What needs to be done -> Reproduce all the entries exactly and keep the pictures out.

Given data ->
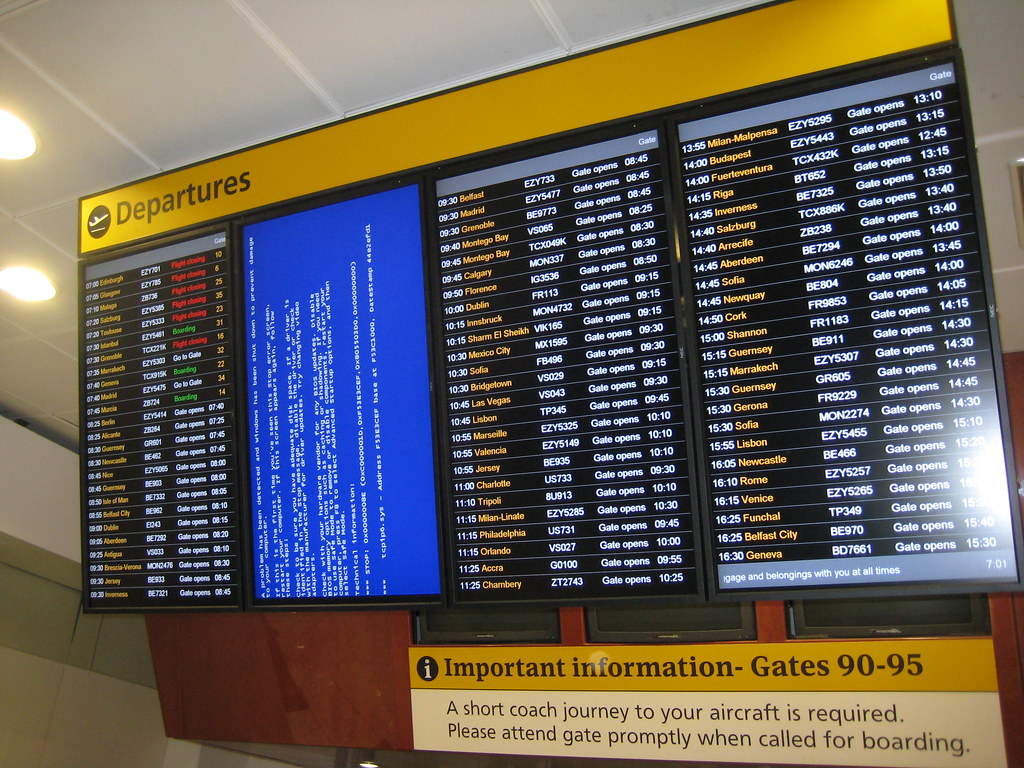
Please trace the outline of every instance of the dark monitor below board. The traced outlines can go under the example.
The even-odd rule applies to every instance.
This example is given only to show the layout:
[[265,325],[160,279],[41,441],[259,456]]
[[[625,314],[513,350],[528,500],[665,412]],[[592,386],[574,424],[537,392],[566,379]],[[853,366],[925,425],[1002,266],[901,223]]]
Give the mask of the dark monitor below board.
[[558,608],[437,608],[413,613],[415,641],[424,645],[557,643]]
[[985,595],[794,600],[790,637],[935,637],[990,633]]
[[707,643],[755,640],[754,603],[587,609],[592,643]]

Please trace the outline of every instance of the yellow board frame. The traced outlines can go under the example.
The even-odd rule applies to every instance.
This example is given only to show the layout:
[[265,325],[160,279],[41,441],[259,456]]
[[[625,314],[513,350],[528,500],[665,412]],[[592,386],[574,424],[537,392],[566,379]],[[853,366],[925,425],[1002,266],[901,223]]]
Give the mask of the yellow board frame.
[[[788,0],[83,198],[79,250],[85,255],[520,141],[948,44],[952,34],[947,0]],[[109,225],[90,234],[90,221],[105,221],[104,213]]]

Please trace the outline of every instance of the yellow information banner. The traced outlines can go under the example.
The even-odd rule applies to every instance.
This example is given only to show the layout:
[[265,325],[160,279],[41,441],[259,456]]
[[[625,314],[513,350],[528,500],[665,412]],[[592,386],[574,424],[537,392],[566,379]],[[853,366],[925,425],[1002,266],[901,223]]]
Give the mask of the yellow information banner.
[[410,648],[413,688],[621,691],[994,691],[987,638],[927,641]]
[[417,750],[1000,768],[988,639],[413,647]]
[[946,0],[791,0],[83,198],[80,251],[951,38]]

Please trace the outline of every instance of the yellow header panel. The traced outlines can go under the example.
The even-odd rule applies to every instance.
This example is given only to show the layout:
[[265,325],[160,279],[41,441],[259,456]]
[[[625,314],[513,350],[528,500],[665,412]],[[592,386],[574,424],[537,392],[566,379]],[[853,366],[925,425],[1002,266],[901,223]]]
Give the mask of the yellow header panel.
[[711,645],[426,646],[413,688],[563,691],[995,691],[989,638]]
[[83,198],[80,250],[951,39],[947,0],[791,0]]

Answer for this exercise ->
Please trace the outline of every instance of the dark monitor below board. The traced outlines can go under the example.
The even-odd rule applies to every instance.
This example is given only to show the layout:
[[265,325],[160,279],[41,441],[259,456]]
[[[625,314],[513,350],[528,500],[665,412]],[[592,386],[574,424],[537,392],[566,379]],[[853,366],[925,425],[1002,266],[901,223]]]
Give the mask of the dark monitor below board.
[[558,608],[437,608],[413,613],[415,641],[424,645],[557,643]]
[[985,595],[794,600],[790,637],[935,637],[990,633]]
[[707,643],[755,640],[754,603],[587,609],[592,643]]

Please trace the outline of every instance of the yellow board frame. The traced outlines can go under the example.
The even-odd rule applies to every instance.
This example is given only to show the layout:
[[265,325],[160,279],[41,441],[259,456]]
[[[625,314],[513,350],[528,500],[665,412]],[[592,386],[574,424],[537,392],[566,379]],[[853,366],[925,425],[1002,266],[901,223]]]
Give the mask of the yellow board frame.
[[[788,0],[83,198],[79,250],[85,255],[520,141],[948,44],[952,34],[947,0]],[[109,225],[90,234],[90,221],[105,221],[104,213]]]

Please trace the outline of every instance of the yellow information banner. The traced outlines can go under the example.
The even-odd rule applies to every instance.
This example is given only to show the layout:
[[265,325],[160,279],[41,441],[259,456]]
[[[625,314],[513,350],[528,500],[665,412]],[[592,386],[574,424],[537,392],[566,379]],[[853,366],[925,425],[1002,266],[901,223]]]
Give the mask of the yellow information banner.
[[410,648],[413,688],[621,691],[994,691],[987,638],[927,641]]
[[417,750],[1000,768],[988,639],[413,647]]
[[946,0],[791,0],[83,198],[80,251],[951,38]]

Please trace the outline of every instance of the yellow header panel. The traced outlines can go under the example.
The even-odd rule applies to every instance.
This example is given only to show the layout:
[[265,325],[160,279],[41,441],[259,456]]
[[[625,314],[513,350],[528,500],[665,412]],[[592,386],[574,424],[537,392],[566,379]],[[853,366],[925,425],[1002,266],[901,223]]]
Give the mask of the yellow header panel.
[[711,645],[426,646],[413,688],[563,691],[995,691],[989,638]]
[[83,198],[80,250],[951,39],[947,0],[791,0]]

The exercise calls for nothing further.